The request:
Retype exactly the lines that run from the line with "Kindly outline every instance of the sky" to the final line of the entries, keeping both ends and nothing else.

### Dataset entries ###

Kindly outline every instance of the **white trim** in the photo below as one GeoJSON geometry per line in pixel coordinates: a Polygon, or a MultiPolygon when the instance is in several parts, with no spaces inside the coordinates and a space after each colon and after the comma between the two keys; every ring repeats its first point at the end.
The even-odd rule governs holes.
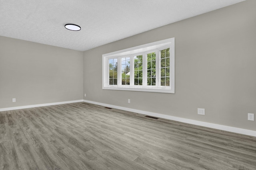
{"type": "Polygon", "coordinates": [[[38,107],[46,106],[48,106],[57,105],[58,104],[67,104],[68,103],[76,103],[84,102],[84,100],[72,100],[70,101],[62,102],[56,103],[46,103],[44,104],[35,104],[33,105],[24,106],[22,106],[14,107],[7,107],[0,109],[0,111],[7,111],[8,110],[17,110],[18,109],[27,109],[28,108],[36,107],[38,107]]]}
{"type": "Polygon", "coordinates": [[[163,115],[162,114],[157,113],[156,113],[144,111],[140,110],[137,110],[136,109],[131,109],[130,108],[124,107],[123,107],[118,106],[111,104],[99,103],[96,102],[91,101],[90,100],[84,100],[84,102],[86,103],[97,104],[98,105],[101,105],[109,107],[120,109],[121,110],[137,113],[144,115],[149,115],[152,116],[166,119],[169,120],[174,120],[176,121],[186,123],[192,125],[198,125],[198,126],[210,127],[217,129],[228,131],[230,132],[234,132],[235,133],[240,133],[241,134],[256,137],[256,131],[252,131],[251,130],[245,129],[244,129],[238,128],[237,127],[232,127],[230,126],[225,126],[224,125],[211,123],[210,123],[198,121],[196,120],[185,119],[175,116],[169,116],[168,115],[163,115]]]}
{"type": "Polygon", "coordinates": [[[127,49],[115,51],[102,55],[102,89],[119,90],[138,91],[142,92],[155,92],[174,94],[174,46],[175,38],[168,39],[149,43],[127,49]],[[160,86],[160,49],[170,48],[170,86],[160,86]],[[147,85],[147,54],[154,52],[156,53],[156,85],[147,85]],[[142,55],[143,58],[142,78],[144,83],[141,87],[134,85],[134,56],[138,54],[142,55]],[[130,84],[129,85],[122,85],[122,63],[121,59],[124,57],[130,58],[130,84]],[[109,66],[108,61],[110,59],[117,59],[118,66],[117,85],[110,85],[109,83],[109,66]]]}

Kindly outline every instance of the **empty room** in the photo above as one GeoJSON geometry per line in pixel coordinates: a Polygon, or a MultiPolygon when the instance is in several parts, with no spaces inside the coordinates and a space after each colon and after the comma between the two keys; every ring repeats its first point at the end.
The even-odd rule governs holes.
{"type": "Polygon", "coordinates": [[[256,170],[255,9],[0,0],[0,170],[256,170]]]}

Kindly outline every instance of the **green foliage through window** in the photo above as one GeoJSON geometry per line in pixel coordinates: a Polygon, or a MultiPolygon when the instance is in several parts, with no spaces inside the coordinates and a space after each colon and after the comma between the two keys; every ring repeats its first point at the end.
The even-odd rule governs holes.
{"type": "Polygon", "coordinates": [[[117,85],[117,59],[108,60],[109,85],[117,85]]]}

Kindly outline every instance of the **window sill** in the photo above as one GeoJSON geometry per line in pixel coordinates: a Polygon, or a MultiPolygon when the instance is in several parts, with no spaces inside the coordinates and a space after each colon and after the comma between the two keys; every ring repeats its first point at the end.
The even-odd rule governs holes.
{"type": "Polygon", "coordinates": [[[115,87],[114,86],[108,86],[108,87],[103,87],[102,88],[103,90],[126,90],[126,91],[135,91],[140,92],[154,92],[157,93],[174,93],[174,90],[172,90],[170,88],[140,88],[140,87],[115,87]]]}

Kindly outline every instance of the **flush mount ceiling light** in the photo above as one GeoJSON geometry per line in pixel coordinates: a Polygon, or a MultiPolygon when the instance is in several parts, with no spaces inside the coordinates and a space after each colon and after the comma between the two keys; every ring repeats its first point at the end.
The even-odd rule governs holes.
{"type": "Polygon", "coordinates": [[[72,23],[68,23],[65,25],[65,27],[71,31],[79,31],[81,29],[81,27],[76,25],[72,23]]]}

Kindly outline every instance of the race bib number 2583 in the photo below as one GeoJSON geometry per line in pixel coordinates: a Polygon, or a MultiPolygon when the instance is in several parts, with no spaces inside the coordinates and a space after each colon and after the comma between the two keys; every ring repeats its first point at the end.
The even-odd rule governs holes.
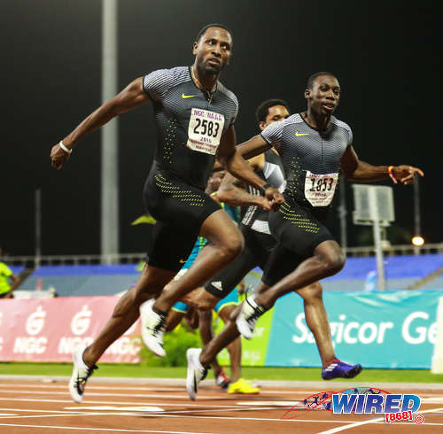
{"type": "Polygon", "coordinates": [[[209,110],[191,109],[186,146],[192,151],[215,155],[223,126],[222,114],[209,110]]]}

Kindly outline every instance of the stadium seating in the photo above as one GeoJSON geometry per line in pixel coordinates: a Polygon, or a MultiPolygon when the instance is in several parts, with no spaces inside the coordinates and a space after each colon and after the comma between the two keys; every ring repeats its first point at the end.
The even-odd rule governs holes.
{"type": "MultiPolygon", "coordinates": [[[[405,290],[443,266],[443,254],[385,257],[386,290],[405,290]]],[[[115,295],[128,290],[140,275],[139,264],[41,266],[20,290],[55,288],[59,297],[115,295]]],[[[377,283],[375,257],[348,258],[342,271],[322,281],[325,291],[365,291],[377,283]]],[[[255,288],[261,270],[255,268],[245,279],[255,288]]],[[[424,283],[419,289],[443,289],[443,275],[424,283]]]]}

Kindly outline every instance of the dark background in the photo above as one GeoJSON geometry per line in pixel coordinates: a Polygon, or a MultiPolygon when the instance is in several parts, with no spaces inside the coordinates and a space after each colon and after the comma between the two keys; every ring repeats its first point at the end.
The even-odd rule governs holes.
{"type": "MultiPolygon", "coordinates": [[[[148,72],[190,65],[191,45],[209,22],[232,29],[234,55],[222,81],[240,101],[238,142],[257,133],[256,106],[282,97],[293,111],[314,72],[342,87],[336,116],[353,128],[354,147],[372,164],[422,167],[423,235],[443,241],[440,22],[435,2],[124,0],[119,4],[119,88],[148,72]],[[434,6],[434,7],[433,7],[434,6]]],[[[43,254],[98,253],[100,133],[83,139],[59,172],[51,147],[100,105],[101,2],[0,2],[2,186],[0,246],[35,250],[34,194],[43,191],[43,254]]],[[[120,118],[121,252],[143,252],[147,225],[142,188],[155,131],[149,105],[120,118]]],[[[389,185],[389,182],[385,182],[389,185]]],[[[414,232],[413,189],[394,187],[395,226],[414,232]]],[[[351,221],[349,244],[361,243],[351,221]]],[[[338,221],[331,225],[338,234],[338,221]]],[[[393,240],[400,243],[405,240],[393,240]]]]}

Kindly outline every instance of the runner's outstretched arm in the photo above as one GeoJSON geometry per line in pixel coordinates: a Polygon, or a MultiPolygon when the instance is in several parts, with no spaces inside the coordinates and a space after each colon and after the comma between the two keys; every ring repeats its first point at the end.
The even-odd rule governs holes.
{"type": "MultiPolygon", "coordinates": [[[[69,133],[62,140],[64,146],[72,150],[76,142],[87,134],[106,124],[115,116],[128,112],[149,101],[149,99],[143,89],[143,77],[134,80],[121,92],[100,105],[69,133]]],[[[52,146],[51,151],[52,167],[57,170],[61,169],[69,156],[70,152],[64,151],[59,143],[52,146]]]]}
{"type": "Polygon", "coordinates": [[[230,174],[226,174],[220,184],[217,196],[222,202],[233,206],[256,205],[267,211],[271,210],[269,202],[263,197],[248,193],[243,189],[242,182],[230,174]]]}
{"type": "MultiPolygon", "coordinates": [[[[268,143],[267,146],[268,147],[268,143]]],[[[236,148],[236,132],[233,126],[229,127],[222,136],[218,159],[228,172],[237,178],[260,190],[266,185],[265,197],[271,203],[273,209],[277,209],[284,202],[283,195],[278,190],[268,186],[251,169],[247,162],[240,155],[236,148]]]]}
{"type": "Polygon", "coordinates": [[[373,182],[391,177],[395,183],[400,181],[408,185],[414,183],[416,174],[424,176],[421,169],[413,166],[372,166],[365,163],[359,159],[352,145],[343,154],[341,168],[346,179],[360,182],[373,182]]]}

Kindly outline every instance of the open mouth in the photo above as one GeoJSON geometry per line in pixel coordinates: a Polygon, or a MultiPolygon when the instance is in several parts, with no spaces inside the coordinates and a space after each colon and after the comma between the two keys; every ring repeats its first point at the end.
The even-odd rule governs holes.
{"type": "Polygon", "coordinates": [[[208,58],[207,63],[211,65],[211,66],[220,66],[220,60],[218,58],[208,58]]]}

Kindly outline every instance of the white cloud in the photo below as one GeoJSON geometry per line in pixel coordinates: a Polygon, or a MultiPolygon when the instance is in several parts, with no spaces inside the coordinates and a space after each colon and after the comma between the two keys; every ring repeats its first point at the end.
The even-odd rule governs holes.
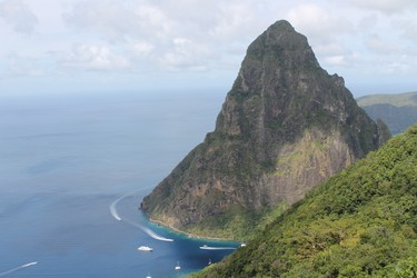
{"type": "Polygon", "coordinates": [[[17,53],[8,54],[6,58],[6,69],[2,76],[9,77],[40,77],[44,70],[40,60],[33,57],[23,57],[17,53]]]}
{"type": "Polygon", "coordinates": [[[0,19],[16,32],[33,33],[38,24],[37,16],[22,0],[6,0],[0,2],[0,19]]]}
{"type": "Polygon", "coordinates": [[[334,42],[337,37],[354,31],[353,23],[342,14],[335,14],[317,4],[299,4],[287,17],[298,30],[318,42],[334,42]]]}
{"type": "Polygon", "coordinates": [[[417,6],[416,0],[349,0],[353,6],[387,14],[405,12],[417,6]]]}
{"type": "Polygon", "coordinates": [[[77,70],[116,71],[130,67],[126,57],[116,54],[106,46],[77,44],[62,62],[63,68],[77,70]]]}
{"type": "Polygon", "coordinates": [[[378,80],[391,69],[415,72],[416,12],[416,0],[0,0],[0,36],[7,38],[0,64],[28,76],[230,77],[248,44],[287,19],[326,70],[378,80]]]}
{"type": "Polygon", "coordinates": [[[401,47],[394,40],[380,38],[379,34],[371,34],[366,39],[366,46],[374,53],[395,54],[401,52],[401,47]]]}

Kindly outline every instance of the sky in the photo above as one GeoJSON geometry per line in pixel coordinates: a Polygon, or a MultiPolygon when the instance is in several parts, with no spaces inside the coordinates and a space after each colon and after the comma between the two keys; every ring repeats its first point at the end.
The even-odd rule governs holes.
{"type": "Polygon", "coordinates": [[[280,19],[354,96],[416,91],[415,14],[416,0],[0,0],[0,95],[228,90],[280,19]]]}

###

Worked answer:
Kindly outline every instance of the sky in the photo above as one GeoJSON geometry per line in pixel coordinates: a Polygon, or a MultiPolygon when the instance is in several parts, with no spaces inside the coordinates and a space after each colon and after the comma between the two keys; every ring repeats its first point at the end.
The even-odd rule governs holes.
{"type": "Polygon", "coordinates": [[[280,19],[354,96],[416,91],[415,14],[416,0],[0,0],[0,95],[228,90],[280,19]]]}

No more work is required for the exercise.